> **WHAT THE EXERCISE ASKS**
Word for word, restate every line of the listing that follows.

(Dataset excerpt)
··········
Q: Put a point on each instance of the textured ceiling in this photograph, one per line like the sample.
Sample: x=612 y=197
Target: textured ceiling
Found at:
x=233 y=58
··········
> **FULL OUTPUT**
Q: Put a point on each instance of the textured ceiling in this photograph, one per line like the sample.
Sample: x=612 y=197
Target: textured ceiling
Found at:
x=233 y=58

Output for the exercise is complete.